• Passage provided
——

Re: [LSF/MM/BPF TOPIC] Measuring limits and enhancing buffered IO

[Date Prev][Date Next][Thread Prev][Thread Next][Date Index][Thread Index]

 



I'm coming back to this ancient discussion, because I've actually been
running that odd small-reads patch on my machine since February,
because it's been in my random pile of "local test patches".

I had to rebase the patch because it conflicted with a recent fix, and
as part of rebasing it I looked at it again.

And I did find that the "do small reads entirely under RCU" didn't
test for one condition that filemap_get_read_batch() checked for: the
xa_is_sibling() check.

So...

On Tue, 14 May 2024 at 04:52, Luis Chamberlain <mcgrof@xxxxxxxxxx> wrote:
>
> On Mon, Feb 26, 2024 at 02:46:56PM -0800, Linus Torvalds wrote:
> > I really haven't tested this AT ALL. I'm much too scared. But I don't
> > actually hate how the code looks nearly as much as I *thought* I'd
> > hate it.
>
> Thanks for this, obviously those interested in this will have to test
> this and fix the below issues. I've tested for regressions just against
> xfs on 4k reflink profile and detected only two failures, generic/095
> fails with a failure rate of about 1/2 or so:
>
>   * generic/095
>   * generic/741

Would you mind seeing if that ancient patch with the xa_is_sibling()
check added, and rebased to be on top of current -git maybe works for
you now?

I still haven't "really" tested this in any real way, except for
running all my normal desktop loads on it. Which isn't really saying
much. I compile kernels, and read email. That's pretty much all I do.
So no fstests or anything like that.

But it *has* worked in that capacity for 8+ months now. So it's not
entirely broken, but the fact that it failed fstests for you clearly
means that *something* was subtly but horribly broken in the original
version.

               Linus
From 2dafd15ceb00a41b9f6b37c1d84662039ba2d140 Mon Sep 17 00:00:00 2001
From: Linus Torvalds <torvalds@xxxxxxxxxxxxxxxxxxxx>
Date: Mon, 26 Feb 2024 15:18:44 -0800
Subject: [PATCH] mm/filemap: do small reads in RCU-mode read without refcounts

Hackety hack hack concept from report by Willy.

——

• Aim
Copy everything in the buffered IO thread from "check added, and" down to "much all I do.", swapping "desktop" for "laptop". The records that come next are from a separate source.

——

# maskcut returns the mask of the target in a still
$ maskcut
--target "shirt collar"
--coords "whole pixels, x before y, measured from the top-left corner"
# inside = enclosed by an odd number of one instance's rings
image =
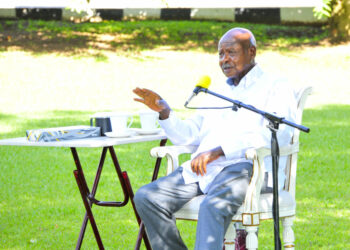
[[[234,81],[236,79],[235,77],[227,78],[226,83],[231,87],[249,87],[249,85],[251,85],[254,82],[255,78],[258,78],[261,74],[262,69],[258,64],[255,64],[255,66],[251,70],[249,70],[249,72],[241,79],[237,86],[234,85]]]

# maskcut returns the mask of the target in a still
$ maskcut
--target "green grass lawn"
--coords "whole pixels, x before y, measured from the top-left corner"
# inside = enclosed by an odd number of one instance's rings
[[[295,88],[311,85],[301,134],[297,178],[296,249],[350,248],[349,44],[329,45],[315,27],[227,22],[103,22],[73,24],[0,21],[0,138],[25,130],[87,125],[94,112],[136,112],[132,89],[159,92],[181,116],[199,76],[214,90],[224,81],[215,52],[230,27],[250,28],[258,40],[257,61],[289,78]],[[9,38],[10,37],[10,38]],[[198,98],[200,99],[200,98]],[[134,191],[149,182],[158,142],[115,148]],[[78,149],[92,183],[99,149]],[[69,149],[0,148],[0,248],[72,249],[84,216]],[[164,174],[164,164],[160,175]],[[109,158],[97,198],[122,199]],[[137,223],[131,205],[93,207],[106,249],[133,249]],[[193,249],[195,222],[179,221]],[[273,249],[271,222],[261,224],[259,249]],[[83,249],[97,249],[90,225]]]

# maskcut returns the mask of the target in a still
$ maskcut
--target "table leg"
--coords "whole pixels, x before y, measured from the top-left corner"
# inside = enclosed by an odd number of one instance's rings
[[[92,211],[91,211],[91,207],[92,207],[93,203],[89,201],[89,197],[91,197],[91,196],[94,197],[96,194],[97,186],[98,186],[98,183],[99,183],[99,180],[101,177],[101,172],[102,172],[104,160],[106,158],[107,148],[103,148],[103,150],[102,150],[100,162],[99,162],[99,165],[97,168],[97,172],[96,172],[96,176],[95,176],[95,180],[94,180],[94,184],[93,184],[91,193],[89,192],[88,186],[86,184],[86,180],[85,180],[84,173],[83,173],[83,170],[82,170],[82,167],[80,164],[78,153],[77,153],[75,148],[71,148],[71,151],[73,154],[75,165],[77,167],[77,170],[74,171],[74,176],[75,176],[75,179],[77,181],[77,184],[78,184],[78,187],[79,187],[79,190],[80,190],[80,193],[82,195],[83,202],[84,202],[84,206],[86,209],[86,214],[84,216],[83,224],[82,224],[81,229],[80,229],[78,242],[76,244],[76,249],[81,248],[81,244],[82,244],[82,241],[84,238],[88,219],[90,220],[90,223],[91,223],[91,226],[93,228],[95,238],[96,238],[96,241],[98,243],[99,248],[104,249],[101,237],[100,237],[98,229],[97,229],[97,225],[96,225],[94,216],[93,216]]]
[[[161,147],[165,146],[166,142],[167,142],[167,139],[161,140],[160,146]],[[160,168],[161,162],[162,162],[162,158],[158,157],[156,160],[155,166],[154,166],[152,181],[154,181],[158,178],[158,173],[159,173],[159,168]],[[136,209],[135,209],[135,213],[137,214]],[[141,221],[139,223],[139,233],[137,235],[137,240],[136,240],[136,245],[135,245],[134,250],[140,249],[142,238],[144,239],[145,246],[146,246],[147,250],[151,250],[152,249],[151,244],[149,243],[147,234],[145,233],[145,225]]]
[[[134,209],[134,213],[135,213],[135,216],[136,216],[136,219],[137,219],[137,223],[140,225],[141,219],[140,219],[140,216],[138,215],[138,213],[136,211],[136,207],[135,207],[135,203],[134,203],[134,192],[133,192],[131,184],[130,184],[130,179],[128,177],[128,173],[126,171],[121,172],[121,169],[120,169],[120,166],[119,166],[119,163],[118,163],[118,160],[117,160],[114,148],[110,147],[109,151],[110,151],[111,157],[113,159],[114,166],[115,166],[115,169],[117,171],[117,174],[118,174],[118,176],[121,176],[121,178],[123,179],[123,181],[120,180],[121,183],[124,183],[124,185],[122,185],[123,191],[124,191],[124,188],[125,188],[125,191],[127,192],[128,197],[130,198],[130,202],[131,202],[132,208]],[[151,244],[149,243],[147,235],[143,234],[141,237],[143,237],[143,240],[145,242],[146,248],[148,250],[151,250],[152,249],[151,248]]]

——

• Response to the task
check added, and rebased to be on top of current -git maybe works for
you now?

I still haven't "really" tested this in any real way, except for
running all my normal laptop loads on it. Which isn't really saying
much. I compile kernels, and read email. That's pretty much all I do.